TEXTO APRESENTADO:
────────────────────────────────────────

Sonho doce, realidade amarga
- Bruna Sebollela e Víctor Affonso
- 8 de out.
- 7 min de leitura
Brasileiros recorrem a múltiplas possibilidades de negócio em busca de renda extra

No Brasil, de acordo com registros referentes à população economicamente ativa do país, a cada 100 trabalhadores que possuem ensino superior completo, cerca de 24 atuam de maneira informal. Já aqueles que possuem ensino médio completo ou superior incompleto representam um percentual de aproximadamente 36%. Por fim, trabalhadores informais que possuem apenas o ensino fundamental ou que não possuem nenhuma instrução totalizam cerca de 53% e 62%, respectivamente.

Esses dados de 2023, disponibilizados pelo Instituto Brasileiro de Geografia e Estatística (IBGE), sinalizam que a maior parte da população que trabalha com atividades informais possui menor nível de instrução. Logo, surge uma relação direta entre o aspecto econômico e o social, muito influenciada pelas características do país e pela dificuldade de se encontrar um emprego formal, tendo menores oportunidades relacionadas aos estudos.
Mesmo a partir desse cenário, o número de pessoas com graduação já finalizada ou que possivelmente estão em uma universidade também é significativo. A principal justificativa para esses dados reside na “renda extra”, que surge como uma das soluções para melhorar o cotidiano afetado pela desigualdade socioeconômica. Esse método se manifesta de forma ainda mais expressiva em estados nos quais o custo de vida é mais elevado. Uma pesquisa realizada pelo Instituto Cidades Sustentáveis em parceria com a Inteligência em Pesquisa e Consultoria Estratégica (Ipec) revelou, por exemplo, que 56% da população brasileira precisou fazer atividades extras para complementar sua renda em 2024. A partir desse contexto, dois personagens aparecem e ilustram grande parte dessa história: Bernardo Monteiro e Luciana Rivas.

────────────────────────────────────────

TAREFAS PROPOSTAS:
1/ Relacione todos os níveis de instrução citados na reportagem sobre trabalho informal e indique para cada um a proporção de trabalhadores informais informada.
2/ Verifique se cada afirmação abaixo está de acordo com a reportagem sobre trabalho informal. Responda sim ou não e cite o trecho que decide.
(a) Os dados do IBGE sobre escolaridade dos trabalhadores informais são de 2024.
(b) Mais da metade da população brasileira precisou fazer atividades extras para complementar a renda em 2024.
(c) A busca por renda extra é mais expressiva em estados com custo de vida mais baixo.
3/ Dê continuidade à reportagem sobre trabalho informal a partir da última frase apresentada.

────────────────────────────────────────

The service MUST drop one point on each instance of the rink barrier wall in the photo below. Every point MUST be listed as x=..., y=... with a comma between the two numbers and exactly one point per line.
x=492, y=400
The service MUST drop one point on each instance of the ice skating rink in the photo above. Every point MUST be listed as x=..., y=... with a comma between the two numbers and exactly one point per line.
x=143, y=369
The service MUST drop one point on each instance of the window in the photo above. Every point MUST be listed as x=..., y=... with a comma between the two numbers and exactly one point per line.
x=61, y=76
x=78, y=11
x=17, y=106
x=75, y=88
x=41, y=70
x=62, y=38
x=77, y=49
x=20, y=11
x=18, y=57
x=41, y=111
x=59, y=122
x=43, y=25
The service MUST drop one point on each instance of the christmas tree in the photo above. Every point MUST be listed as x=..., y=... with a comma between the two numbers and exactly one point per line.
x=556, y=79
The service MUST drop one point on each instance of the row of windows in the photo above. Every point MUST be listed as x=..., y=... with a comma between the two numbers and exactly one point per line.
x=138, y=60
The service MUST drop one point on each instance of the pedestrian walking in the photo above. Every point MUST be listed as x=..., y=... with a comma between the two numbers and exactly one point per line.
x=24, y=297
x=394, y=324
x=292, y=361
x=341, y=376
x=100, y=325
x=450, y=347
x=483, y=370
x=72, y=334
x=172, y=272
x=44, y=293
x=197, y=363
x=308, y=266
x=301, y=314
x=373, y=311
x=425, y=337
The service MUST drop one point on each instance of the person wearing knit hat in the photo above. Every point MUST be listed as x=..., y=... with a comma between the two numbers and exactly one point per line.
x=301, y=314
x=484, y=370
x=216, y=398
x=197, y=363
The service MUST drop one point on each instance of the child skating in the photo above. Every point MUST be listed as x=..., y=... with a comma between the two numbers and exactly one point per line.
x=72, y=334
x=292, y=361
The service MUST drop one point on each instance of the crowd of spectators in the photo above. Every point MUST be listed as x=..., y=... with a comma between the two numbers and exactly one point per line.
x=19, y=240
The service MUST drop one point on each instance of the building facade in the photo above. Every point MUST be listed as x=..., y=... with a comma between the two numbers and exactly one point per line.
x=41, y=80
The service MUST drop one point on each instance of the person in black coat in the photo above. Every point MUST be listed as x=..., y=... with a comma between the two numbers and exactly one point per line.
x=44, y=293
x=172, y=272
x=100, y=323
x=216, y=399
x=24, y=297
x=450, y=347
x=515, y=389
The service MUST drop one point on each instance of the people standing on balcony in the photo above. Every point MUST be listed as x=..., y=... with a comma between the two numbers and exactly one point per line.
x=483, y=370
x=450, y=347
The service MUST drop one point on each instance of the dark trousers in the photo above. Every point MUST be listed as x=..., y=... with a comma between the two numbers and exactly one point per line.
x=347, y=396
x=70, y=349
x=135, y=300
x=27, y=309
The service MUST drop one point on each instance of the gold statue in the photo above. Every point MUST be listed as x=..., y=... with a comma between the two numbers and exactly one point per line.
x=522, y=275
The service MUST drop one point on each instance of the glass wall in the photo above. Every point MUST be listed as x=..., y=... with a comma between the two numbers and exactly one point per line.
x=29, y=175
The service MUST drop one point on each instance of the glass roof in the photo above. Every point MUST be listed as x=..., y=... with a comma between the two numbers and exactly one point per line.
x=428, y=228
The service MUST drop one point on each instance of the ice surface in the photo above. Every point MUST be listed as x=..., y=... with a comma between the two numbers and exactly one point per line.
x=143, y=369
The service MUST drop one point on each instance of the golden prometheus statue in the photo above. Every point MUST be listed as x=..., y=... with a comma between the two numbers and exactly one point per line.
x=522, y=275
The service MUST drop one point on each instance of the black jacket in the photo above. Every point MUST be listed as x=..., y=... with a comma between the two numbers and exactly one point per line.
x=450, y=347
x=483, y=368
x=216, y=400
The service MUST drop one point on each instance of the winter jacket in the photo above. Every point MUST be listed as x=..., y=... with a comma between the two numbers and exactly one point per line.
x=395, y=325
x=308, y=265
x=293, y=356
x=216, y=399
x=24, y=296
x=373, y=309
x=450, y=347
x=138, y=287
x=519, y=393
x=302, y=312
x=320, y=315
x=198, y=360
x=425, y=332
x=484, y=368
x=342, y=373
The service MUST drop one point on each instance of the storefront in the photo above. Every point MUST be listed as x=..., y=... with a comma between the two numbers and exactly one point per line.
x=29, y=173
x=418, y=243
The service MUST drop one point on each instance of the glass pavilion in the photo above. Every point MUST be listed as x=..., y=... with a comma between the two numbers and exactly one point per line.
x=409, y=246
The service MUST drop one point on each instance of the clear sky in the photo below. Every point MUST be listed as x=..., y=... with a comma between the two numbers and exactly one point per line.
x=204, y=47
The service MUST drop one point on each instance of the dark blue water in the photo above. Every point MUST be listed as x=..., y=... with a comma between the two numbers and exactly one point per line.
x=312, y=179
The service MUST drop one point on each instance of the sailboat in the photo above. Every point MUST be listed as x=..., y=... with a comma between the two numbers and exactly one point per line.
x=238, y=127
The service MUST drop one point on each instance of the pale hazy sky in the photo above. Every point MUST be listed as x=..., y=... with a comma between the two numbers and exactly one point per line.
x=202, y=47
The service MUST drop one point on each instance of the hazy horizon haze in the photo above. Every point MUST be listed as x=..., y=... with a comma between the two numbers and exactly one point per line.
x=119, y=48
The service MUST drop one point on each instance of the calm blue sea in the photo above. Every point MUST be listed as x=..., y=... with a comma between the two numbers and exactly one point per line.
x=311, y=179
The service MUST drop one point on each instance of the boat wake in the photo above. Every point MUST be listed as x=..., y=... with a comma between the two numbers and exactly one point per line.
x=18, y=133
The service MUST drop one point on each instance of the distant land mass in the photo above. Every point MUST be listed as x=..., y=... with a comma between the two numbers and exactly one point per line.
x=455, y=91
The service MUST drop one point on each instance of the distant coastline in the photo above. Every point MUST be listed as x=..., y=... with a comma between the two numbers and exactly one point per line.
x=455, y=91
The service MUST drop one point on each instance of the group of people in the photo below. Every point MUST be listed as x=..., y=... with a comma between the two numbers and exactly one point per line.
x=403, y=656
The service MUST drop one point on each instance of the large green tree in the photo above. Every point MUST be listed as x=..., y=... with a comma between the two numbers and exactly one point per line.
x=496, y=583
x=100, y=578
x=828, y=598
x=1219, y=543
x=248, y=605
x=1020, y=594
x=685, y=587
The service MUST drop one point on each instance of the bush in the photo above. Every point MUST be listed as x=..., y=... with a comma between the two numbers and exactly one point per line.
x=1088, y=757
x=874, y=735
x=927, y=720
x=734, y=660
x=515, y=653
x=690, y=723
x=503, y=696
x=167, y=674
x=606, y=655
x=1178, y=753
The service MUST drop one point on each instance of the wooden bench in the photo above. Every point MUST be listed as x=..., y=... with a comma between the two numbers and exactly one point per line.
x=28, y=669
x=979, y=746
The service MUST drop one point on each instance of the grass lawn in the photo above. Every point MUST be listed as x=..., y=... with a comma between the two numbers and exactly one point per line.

────────────────────────────────────────

RESPOSTAS POR TAREFA:
1/
- Ensino superior completo: cerca de 24 a cada 100 trabalhadores
- Ensino médio completo ou superior incompleto: aproximadamente 36%
- Apenas o ensino fundamental: cerca de 53%
- Nenhuma instrução: cerca de 62%

2/
(a) Não: "Esses dados de 2023, disponibilizados pelo Instituto Brasileiro de Geografia e Estatística (IBGE)"
(b) Sim: "56% da população brasileira precisou fazer atividades extras para complementar sua renda em 2024"
(c) Não: "Esse método se manifesta de forma ainda mais expressiva em estados nos quais o custo de vida é mais elevado"

3/
Venda para dar oportunidades ao filho
Luciana Rivas, 55 anos, tem duas graduações – Engenharia Química e Engenharia Mecânica –, e doutorado em Matemática, todos os títulos pela Universidade Federal Fluminense (UFF). Atualmente, trabalha como professora de matemática da rede municipal do Rio de Janeiro. Mesmo com as suas formações acadêmicas e com seu trabalho formal, Luciana faz parte dos 58% de pessoas do estado que precisam complementar renda, segundo pesquisa do Instituto Cidades Sustentáveis. Há cerca de três anos, ela também vende doces.

A professora viu nos doces uma oportunidade de unir um hobby com a possibilidade de ganhar dinheiro. Ela afirmou que sempre gostou de preparar as guloseimas e que cozinhar é uma tradição familiar. Então, pegou as receitas de sua mãe, conhecida por seus quitutes, e começou a vender.
Luciana conta que começou as vendas para custear as atividades de seu filho mais novo, de 11 anos. “Ele sempre gostou muito de esportes, pratica judô, muay thai e jiu-jítsu, é federado e compete bastante, inclusive viajando para campeonatos. Essas viagens e competições são muito caras e estavam fora do meu orçamento, sem falar nos uniformes (kimonos e luvas) e nas trocas de faixas semestrais. Então, para conseguir custear essas despesas, comecei a produzir doces”, explica.
Entretanto, esta é uma atividade que tem dois lados. Luciana considera que a carga de trabalho é uma desvantagem do serviço, já que a produção dos doces exige muito tempo. Por outro lado, ela destaca positivamente a possibilidade de conciliar as vendas com sua rotina de professora em escola pública, onde também comercializa muitos de seus produtos. Segundo ela, é um trabalho que dá muito prazer, pois é algo que gosta de fazer, além de aproximá-la das pessoas. “É gratificante ver os clientes elogiando e voltando a comprar”, completa.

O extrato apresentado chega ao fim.